▶ [Records from a collection]

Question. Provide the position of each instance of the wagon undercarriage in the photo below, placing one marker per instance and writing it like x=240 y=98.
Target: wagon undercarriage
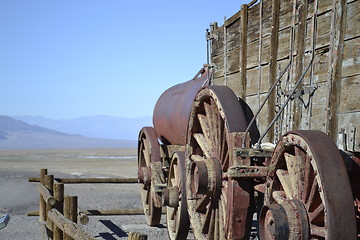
x=226 y=145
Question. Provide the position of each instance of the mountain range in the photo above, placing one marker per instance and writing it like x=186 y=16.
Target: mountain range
x=16 y=134
x=93 y=126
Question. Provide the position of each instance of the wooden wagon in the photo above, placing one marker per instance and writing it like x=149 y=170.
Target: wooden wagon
x=270 y=126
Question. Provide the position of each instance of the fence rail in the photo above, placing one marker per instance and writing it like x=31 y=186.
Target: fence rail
x=60 y=214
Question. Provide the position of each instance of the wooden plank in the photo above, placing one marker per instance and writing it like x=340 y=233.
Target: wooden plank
x=90 y=180
x=46 y=195
x=49 y=183
x=70 y=228
x=243 y=49
x=70 y=213
x=59 y=197
x=335 y=67
x=42 y=205
x=350 y=95
x=352 y=20
x=347 y=120
x=233 y=34
x=273 y=62
x=225 y=53
x=351 y=57
x=299 y=67
x=234 y=83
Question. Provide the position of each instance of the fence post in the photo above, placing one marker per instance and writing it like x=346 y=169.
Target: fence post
x=70 y=211
x=42 y=208
x=59 y=196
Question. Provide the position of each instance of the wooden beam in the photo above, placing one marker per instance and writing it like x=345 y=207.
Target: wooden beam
x=42 y=204
x=273 y=63
x=46 y=195
x=243 y=49
x=300 y=58
x=90 y=180
x=137 y=236
x=59 y=197
x=225 y=52
x=49 y=184
x=70 y=228
x=337 y=34
x=70 y=212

▶ [To be done] Reproduce every line of the records above word for word, leaving out the pictures.

▶ [Output]
Question. Provide the position of each instance of the wagon undercarriage in the photo below, placing one marker per instance and writing it like x=240 y=98.
Target: wagon undercarriage
x=226 y=145
Question. Provide the position of each instance of the mountain range in the photo above, placing one marker per instance and writing it like x=186 y=16.
Target: mountain range
x=16 y=134
x=93 y=126
Question. Provide the position of each instance of the wooden wagon in the photo above, placing one marker per instance and writing it like x=149 y=170.
Target: wooden wagon
x=270 y=126
Question. Provide the position of each instance of the fence rail in the photo above, placing one marker per instance and writing it like x=31 y=186.
Target: fence rail
x=60 y=214
Question. Provide the position of each instance of the wooden plank in the photo above, placing one marker per instance and writing it like x=340 y=233.
Target: wooden plank
x=90 y=180
x=46 y=195
x=49 y=183
x=70 y=228
x=243 y=49
x=70 y=213
x=59 y=197
x=335 y=67
x=42 y=205
x=350 y=95
x=352 y=20
x=347 y=120
x=233 y=34
x=273 y=62
x=225 y=53
x=351 y=57
x=299 y=67
x=234 y=83
Question. Provide the position of each instance of the fence post in the photo above, placing one marker per instance and writing it like x=346 y=169.
Target: fence post
x=70 y=211
x=42 y=208
x=59 y=196
Question. Provide the position of each instance of the wooden beam in the photo above, placing one marker per instance and writing it like x=345 y=207.
Target: wooden beam
x=42 y=204
x=273 y=63
x=46 y=195
x=243 y=49
x=300 y=58
x=90 y=180
x=137 y=236
x=59 y=197
x=225 y=52
x=49 y=184
x=70 y=228
x=337 y=34
x=70 y=212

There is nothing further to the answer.